### Document passage:
GRE Reading Comprehension passages are dense and often feature unfamiliar academic topics, making it easy to get lost in details. Effective tutors teach active reading techniques like annotating for main idea, author's tone, and argument structure—skills that differ significantly from how you read for pleasure. They also help you practice the specific question types (inference, detail, main idea, author's purpose) so you recognize what each question is really asking, which is often the key to avoiding trap answers designed to catch careless readers.

Many test-takers struggle with algebra (especially manipulating equations and solving for variables), word problems (translating English into math), and data interpretation under time pressure. Geometry and coordinate geometry also trip up students who haven't seen these topics since high school. A tutor can assess which of these areas are holding back your score and focus on building conceptual understanding rather than just memorizing formulas—this approach helps you tackle unfamiliar variations of familiar topics, which is what the GRE tests.

The Analytical Writing Assessment (AWA) is often neglected, but it's highly improvable with targeted practice. Most students can gain 1-2 points (on the 0-6 scale) by learning the specific structure GRE graders expect: a clear thesis, relevant examples, logical reasoning, and error-free writing. A tutor can provide feedback on your essays that goes beyond grammar—helping you develop stronger arguments, anticipate counterarguments, and manage the 30-minute time constraint. Since many programs weight the AWA less heavily than Quant and Verbal, tutors often help you decide whether to prioritize it based on your target schools.

Most students see measurable improvements within 4-8 weeks of consistent tutoring and practice, though the timeline depends on your starting point and target score. If you're aiming for a 10-15 point increase, you might achieve that in 6-10 sessions; larger jumps (20+ points) typically require longer commitment and more independent practice between sessions. The key is combining tutoring with regular full-length practice tests—tutors use these to track progress and adjust strategy, so you're not just studying harder but studying smarter based on what's actually holding your score back.

Test anxiety on the GRE often stems from unfamiliar question formats, time pressure, or past experiences with standardized tests. Tutors build confidence by demystifying the test structure, teaching you exactly what to expect in each section, and running timed practice drills so the format feels familiar on test day. They also help you develop a realistic pacing strategy and permission to skip hard questions—knowing you have a plan reduces panic. Many tutors discuss mindset and test-day logistics (sleep, timing, breaks) to help you approach the exam as a manageable challenge rather than a high-stakes threat.

Taking full-length, timed practice tests under realistic conditions is non-negotiable for GRE prep—they reveal your true score, not just your ability on untimed questions. A tutor helps you use practice tests strategically: taking one early to establish a baseline, then using subsequent tests to track progress and identify patterns in your mistakes (Are you missing inference questions? Running out of time on Quant?). The real value comes from thorough review afterward—tutors help you understand not just what you got wrong, but why the right answer is correct and how to recognize similar questions in the future.

While the GRE does test vocabulary, memorizing a 5,000-word list is an inefficient approach. Modern GRE questions often provide context clues, and the test focuses more on your ability to understand how words function in sentences and arguments. A tutor can teach you to use word roots, prefixes, and suffixes to decode unfamiliar words, and help you focus on high-frequency GRE vocabulary (words that actually appear repeatedly). They'll also help you practice reading comprehension and text completion in context, which is far more effective than flashcards alone for building the vocabulary skills the GRE actually tests.

### Exercises:
(A) Return the passage from the GRE prep text word for word, starting at "Test anxiety on" and ending at "a high-stakes threat.".
(B) According to the GRE prep text, GRE graders expect a specific structure in an essay. List each element of that structure.

Dataset excerpts
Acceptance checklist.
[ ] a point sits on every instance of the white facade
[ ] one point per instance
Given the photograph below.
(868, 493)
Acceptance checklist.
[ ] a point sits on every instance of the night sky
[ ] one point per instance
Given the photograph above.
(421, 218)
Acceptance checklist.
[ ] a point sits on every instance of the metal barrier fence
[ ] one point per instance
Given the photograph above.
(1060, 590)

### Set of answers:
(A)
Test anxiety on the GRE often stems from unfamiliar question formats, time pressure, or past experiences with standardized tests. Tutors build confidence by demystifying the test structure, teaching you exactly what to expect in each section, and running timed practice drills so the format feels familiar on test day. They also help you develop a realistic pacing strategy and permission to skip hard questions—knowing you have a plan reduces panic. Many tutors discuss mindset and test-day logistics (sleep, timing, breaks) to help you approach the exam as a manageable challenge rather than a high-stakes threat.

(B)
a clear thesis
relevant examples
logical reasoning
error-free writing